Supplied passage:

══════════════════════════════

After issuing the stoner a summons answerable in criminal court at a later date, I advised him he will be arrested the next time I see him possessing or burning in public, no ifs ands or buts, he will be cuffed and confined in a detention cell while I process the criminal complaint I will bring against him.

Again, the stoner was cooperative and left the park with a yellow criminal court ticket in his pocket instead of handcuffs shackling his wrists.

Afterwards the moms called me over, thanking me for taking police action and helping to keep their park safe.

As I acknowledged their appreciation I wondered if they would feel the same if they were aware I did not follow my police training and the law while trying to keep them feeling safe?

I wondered how they might react if they learned I was brought up on internal police department charges for not fully carrying out my duties and responsibilities in accordance with PD procedures and NYS law?

One thing I did not ponder was if these ladies thought I would have acted differently had the stoner been sporting a bushy brown afro and wearing a Public Enemy T-shirt.

I didn’t consider this because under the same circumstances, I would not have treated differently, a peaceful complaint stoner with a bushy brown afro.

Several years later this incident was put in perspective when I arrested a man who possessed over six-hundred decks of heroin after I stopped and questioned him as he exited a known narcotics location. At the time I was in a precinct anti-crime plainclothes detail, which was around the same time some Bklyn cops had gone rotten and caused the department to react with policies that inhibited police work.





One policy was that precinct plainclothes units were to refrain from making narcotics arrests. I was absolutely fine with this policy because I was more focused on identifying people carrying guns and committing robberies.

However I also realized people who deal drugs carry weapons so when we spied a well dressed young man wearing a sports coat with a huge bulge in the breast pocket locking the front gate of an abandon looking storefront at a location known for narcotics trafficking, we decided to have a conversation with him and learn what he is about. Sadly for him he acted nervous and made some furtive moves that led to a pat-down and the discovery of a huge cache of heroin that I could not ignore.

Honestly, we were not looking for drugs. We approached this man because the circumstances and our experience told us he may possess a firearm. With all the hoopla the department was making over narcotics arrests and its genuine concerns for preventing and/or identifying more rotten blue apples, we really did not want to get on the department’s radar by making drug arrests.

I mentioned this man possessed an abundance of dope that “I could not ignore.” Does this mean there were occasions I did ignore illegal substances people possessed? You bet there were…and you do not hear those who benefited praising the cops who let them go when they were caught red-handed with a small amount of dope.

During the period I was assigned to a anti-crime detail focused on “preventing violent street crimes” I was one of the cops a small segment of the NYC community is beefing about.

My partner and I would review crime reports looking for unidentified suspects with unique descriptions or characteristics, and then patrol the areas where the suspects were last seen. We also carried several department photos of people wanted for violent crimes in our assigned precinct, as well as prominent cases in other precincts and Boros.

══════════════════════════════

Excerpted data:
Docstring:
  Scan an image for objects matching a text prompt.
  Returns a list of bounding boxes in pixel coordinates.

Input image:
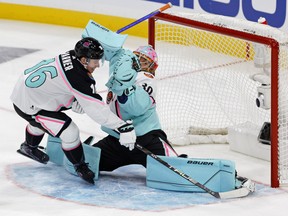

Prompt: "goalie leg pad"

[63,144,101,180]
[45,135,64,165]
[146,156,235,192]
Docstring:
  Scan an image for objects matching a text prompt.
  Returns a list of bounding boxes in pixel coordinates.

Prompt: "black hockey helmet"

[74,37,104,59]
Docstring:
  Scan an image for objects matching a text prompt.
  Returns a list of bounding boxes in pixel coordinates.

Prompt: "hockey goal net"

══════════════════════════════

Goals:
1. From the police memoir, list each thing the officers noticed about the man later found with heroin before they decided to talk to him.
2. Carry on the police memoir from its final sentence, in the same first-person voice.

Solved problems:
1.
- He was a well-dressed young man.
- He wore a sports coat with a huge bulge in the breast pocket.
- He was locking the front gate of a storefront that looked abandoned.
- He was at a location known for narcotics trafficking.

2.
Isn’t this the type of police work a majority of the public expects officers to do when looking for people alleged to have engaged in criminal conduct?

What would be the point of recording perpetrator’s descriptions if the police did not follow up and actively attempt to locate people who matched the description of suspects wanted for committing street crime(s)?

I realize this is where the crux of some people’s beef lies. Being detained and questioned on the street by police officers is an event I’m certain most of us do not appreciate. I also understand there are officers who act less than professional when dealing with the public. I really wish they would get a clue and keep their personal feelings out of police work when dealing with a public that often shows the police disrespect and in some cases overt hatred for police authority.

I worked with a few cops who did not know when to keep their mouths shut, often escalating a situation for no legit reason other than to express their personal feelings. I did not like these cops at the time and I certainly did not like them when I became an investigator. Unprofessional cops made my investigative job more difficult in that, often I had to gain the trust of a complainant or witness before gaining their cooperation.

With that said, when I was assigned to the anti-crime detail we focused on identifying perpetrators of violent street crimes and burglaries. I can’t tell you how often I detained and questioned a person who matched the description of a bad guy, patted down and/or searched a detainee and discovered a small quantity of marijuana or other illegal substance.

Now, after discovering the small amount of drugs I have a choice to make. My bosses and their bosses expect me to make felony arrests for guns and violent crimes, which I am trying to do. However, in the process of locating violence prone people I encounter many people with small amounts of dope in their pockets.

Hmm..what do I do? Arrest every person I find with a small amount of dope, thereby upsetting my supervisors who expect me to be arresting violent criminals…or do I ignore making a drug arrest, remind the doper that he/she could be arrested, but today is his “lucky day,” admonishing him to remember my good-will and generosity after I intentionally fail to arrest him?

Frankly, if I began arresting every person I caught with illegal drugs, my assignment as a plainclothes anti-crime cop, which is a department career path toward detective duties, would be short-lived.

This is a topic that many cops would not openly discuss, though I have a feeling many NYC people have benefited from the generosity and good-will of many officers who work in high crime communities and do not see the point, or benefit, for arresting every person they observe violating drug laws.

If the people grousing about police arresting a disproportionate number of “black people” for drug offenses were to learn how many cops overlook drug offenses committed by “black people” they might change their tune from outrage to embarrassment. However I do not expect the dopers who benefited from police good-will to stand up and be counted.

Getting back to the man I arrested with six-hundred decks of heroin tucked in his sports coat pocket. A few days after the arrest I am standing behind the precinct’s front desk when the precinct Integrity Control Officer (ICO) walks up and begins inspecting the precinct Command Log. As he is looking at the log he matter-of-factly comments to me, “Since when is anti-crime making narcotics arrests?”

As I mentioned, at the time the department was dealing with the aftermath of a few rotten Bklyn cops, putting pressure on supervisors to be on the look-out for more rotten cops, so I understood the ICO was just doing what he is told to do.

However, I was still a little peeved that I was indirectly being told I should not be arresting people possessing huge amounts of heroin for sale.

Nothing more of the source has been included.